• [Entries shown]:
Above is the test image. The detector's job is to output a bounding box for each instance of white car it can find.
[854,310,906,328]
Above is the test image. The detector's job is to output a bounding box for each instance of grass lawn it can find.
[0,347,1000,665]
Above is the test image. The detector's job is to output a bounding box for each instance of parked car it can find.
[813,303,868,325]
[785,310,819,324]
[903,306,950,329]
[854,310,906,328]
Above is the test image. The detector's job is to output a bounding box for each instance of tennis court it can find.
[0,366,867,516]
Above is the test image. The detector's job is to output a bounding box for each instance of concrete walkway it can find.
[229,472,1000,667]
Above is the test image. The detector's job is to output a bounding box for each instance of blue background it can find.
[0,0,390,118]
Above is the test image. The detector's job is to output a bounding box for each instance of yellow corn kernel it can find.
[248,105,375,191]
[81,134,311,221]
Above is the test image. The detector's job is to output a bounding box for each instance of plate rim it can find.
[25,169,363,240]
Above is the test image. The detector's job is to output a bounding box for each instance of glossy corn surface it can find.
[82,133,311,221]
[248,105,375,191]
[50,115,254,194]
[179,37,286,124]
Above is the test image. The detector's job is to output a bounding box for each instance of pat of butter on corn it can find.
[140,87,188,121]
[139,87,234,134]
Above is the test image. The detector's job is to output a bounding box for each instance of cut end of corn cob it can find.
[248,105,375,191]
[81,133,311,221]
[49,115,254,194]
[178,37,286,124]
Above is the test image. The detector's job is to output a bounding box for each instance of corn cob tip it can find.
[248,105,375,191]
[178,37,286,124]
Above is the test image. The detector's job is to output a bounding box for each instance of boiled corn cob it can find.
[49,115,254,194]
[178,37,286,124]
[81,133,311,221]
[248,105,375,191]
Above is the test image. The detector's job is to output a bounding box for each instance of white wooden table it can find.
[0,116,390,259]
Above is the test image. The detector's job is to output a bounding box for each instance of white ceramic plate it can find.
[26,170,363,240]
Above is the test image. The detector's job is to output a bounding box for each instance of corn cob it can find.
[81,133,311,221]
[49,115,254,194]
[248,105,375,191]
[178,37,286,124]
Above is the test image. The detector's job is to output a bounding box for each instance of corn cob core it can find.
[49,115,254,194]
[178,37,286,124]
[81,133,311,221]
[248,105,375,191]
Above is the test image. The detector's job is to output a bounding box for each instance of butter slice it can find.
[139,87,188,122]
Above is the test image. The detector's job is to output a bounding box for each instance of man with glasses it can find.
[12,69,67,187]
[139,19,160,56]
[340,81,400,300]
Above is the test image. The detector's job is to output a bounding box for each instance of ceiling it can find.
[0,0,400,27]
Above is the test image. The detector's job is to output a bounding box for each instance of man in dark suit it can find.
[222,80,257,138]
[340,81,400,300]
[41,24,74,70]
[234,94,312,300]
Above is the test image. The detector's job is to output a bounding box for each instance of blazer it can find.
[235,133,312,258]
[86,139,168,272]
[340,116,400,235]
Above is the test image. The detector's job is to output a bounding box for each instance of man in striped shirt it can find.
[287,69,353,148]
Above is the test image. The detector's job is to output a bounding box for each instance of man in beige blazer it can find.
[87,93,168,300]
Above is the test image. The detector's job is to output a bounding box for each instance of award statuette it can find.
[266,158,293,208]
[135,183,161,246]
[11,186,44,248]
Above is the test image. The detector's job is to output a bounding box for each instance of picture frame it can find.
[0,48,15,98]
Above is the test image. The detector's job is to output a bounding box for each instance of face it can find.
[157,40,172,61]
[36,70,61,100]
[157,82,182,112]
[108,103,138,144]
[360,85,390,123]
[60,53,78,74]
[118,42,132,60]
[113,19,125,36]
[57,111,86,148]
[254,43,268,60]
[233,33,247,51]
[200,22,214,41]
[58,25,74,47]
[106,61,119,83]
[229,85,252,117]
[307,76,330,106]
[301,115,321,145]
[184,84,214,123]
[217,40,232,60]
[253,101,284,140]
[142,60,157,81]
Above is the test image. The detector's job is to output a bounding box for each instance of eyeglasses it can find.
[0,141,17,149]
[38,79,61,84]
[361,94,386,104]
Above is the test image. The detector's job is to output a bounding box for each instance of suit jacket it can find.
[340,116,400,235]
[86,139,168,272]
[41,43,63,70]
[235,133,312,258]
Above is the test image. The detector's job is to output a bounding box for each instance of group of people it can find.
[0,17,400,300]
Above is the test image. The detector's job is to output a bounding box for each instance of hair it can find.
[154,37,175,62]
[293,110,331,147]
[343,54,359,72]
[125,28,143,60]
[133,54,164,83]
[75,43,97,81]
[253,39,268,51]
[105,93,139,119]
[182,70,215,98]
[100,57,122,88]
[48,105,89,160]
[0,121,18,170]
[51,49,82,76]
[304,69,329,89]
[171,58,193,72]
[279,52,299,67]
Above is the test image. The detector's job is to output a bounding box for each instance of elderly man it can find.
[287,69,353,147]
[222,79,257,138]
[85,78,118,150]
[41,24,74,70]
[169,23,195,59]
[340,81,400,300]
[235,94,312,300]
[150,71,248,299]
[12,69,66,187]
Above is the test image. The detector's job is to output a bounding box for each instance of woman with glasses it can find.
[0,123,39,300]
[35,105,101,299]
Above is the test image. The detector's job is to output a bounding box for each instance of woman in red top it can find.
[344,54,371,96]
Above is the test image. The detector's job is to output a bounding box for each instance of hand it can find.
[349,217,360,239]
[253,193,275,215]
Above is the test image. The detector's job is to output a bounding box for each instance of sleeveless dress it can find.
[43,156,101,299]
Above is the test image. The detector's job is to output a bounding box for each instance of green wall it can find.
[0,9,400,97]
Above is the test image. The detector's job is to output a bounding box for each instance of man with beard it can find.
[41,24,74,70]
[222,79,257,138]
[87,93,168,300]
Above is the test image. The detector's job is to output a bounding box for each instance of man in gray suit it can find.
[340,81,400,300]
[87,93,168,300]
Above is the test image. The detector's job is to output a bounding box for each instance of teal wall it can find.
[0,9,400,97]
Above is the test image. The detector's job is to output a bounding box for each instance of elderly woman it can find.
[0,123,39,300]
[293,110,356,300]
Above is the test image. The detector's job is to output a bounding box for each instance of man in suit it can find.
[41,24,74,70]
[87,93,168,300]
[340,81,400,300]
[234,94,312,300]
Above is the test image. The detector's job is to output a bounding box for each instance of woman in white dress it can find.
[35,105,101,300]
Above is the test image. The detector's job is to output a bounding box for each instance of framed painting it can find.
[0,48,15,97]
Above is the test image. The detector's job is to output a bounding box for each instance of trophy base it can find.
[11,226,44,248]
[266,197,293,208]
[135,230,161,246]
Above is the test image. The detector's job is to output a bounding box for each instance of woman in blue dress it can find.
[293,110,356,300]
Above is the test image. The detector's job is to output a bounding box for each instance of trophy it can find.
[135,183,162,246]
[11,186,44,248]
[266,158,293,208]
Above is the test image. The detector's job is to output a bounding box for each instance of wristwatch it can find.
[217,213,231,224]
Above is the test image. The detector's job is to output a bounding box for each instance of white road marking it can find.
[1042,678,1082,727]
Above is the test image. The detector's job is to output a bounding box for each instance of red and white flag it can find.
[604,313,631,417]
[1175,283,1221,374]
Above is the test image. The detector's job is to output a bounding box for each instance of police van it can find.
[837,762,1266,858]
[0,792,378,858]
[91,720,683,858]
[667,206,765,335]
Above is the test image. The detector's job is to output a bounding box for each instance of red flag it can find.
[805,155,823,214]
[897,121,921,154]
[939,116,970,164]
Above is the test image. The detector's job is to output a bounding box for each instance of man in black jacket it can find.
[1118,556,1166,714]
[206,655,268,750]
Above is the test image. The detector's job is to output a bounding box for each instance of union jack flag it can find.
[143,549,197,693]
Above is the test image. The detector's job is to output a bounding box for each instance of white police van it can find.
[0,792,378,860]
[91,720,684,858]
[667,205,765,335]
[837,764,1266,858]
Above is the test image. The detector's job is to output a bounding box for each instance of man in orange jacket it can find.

• [Set problem]:
Rewrite the data from its first line down through the line containing "[0,0,390,118]", replacing "test image" with "sample photo" and leaving everything else unchanged.

• [Reply]:
Above is the sample photo. The detector's job is to output a bounding box for each instance of white car it can find.
[854,310,906,328]
Above is the sample photo. The detector's job is to output a bounding box for each instance of grass lawn it can find.
[0,347,1000,665]
Above is the sample photo. The detector's job is to output a bounding box for each instance of parked car it can find.
[813,303,868,325]
[785,310,819,324]
[903,306,950,329]
[854,310,906,328]
Above is the sample photo. The detector's job is to output a bounding box for each instance of tennis court it can find.
[0,366,867,516]
Above is the sample photo. The detector's job is to output a bounding box for each instance of concrete walkway it can find.
[229,472,1000,667]
Above is the sample photo. The detector's job is to output a bounding box for each instance of blue background it can find.
[0,0,390,118]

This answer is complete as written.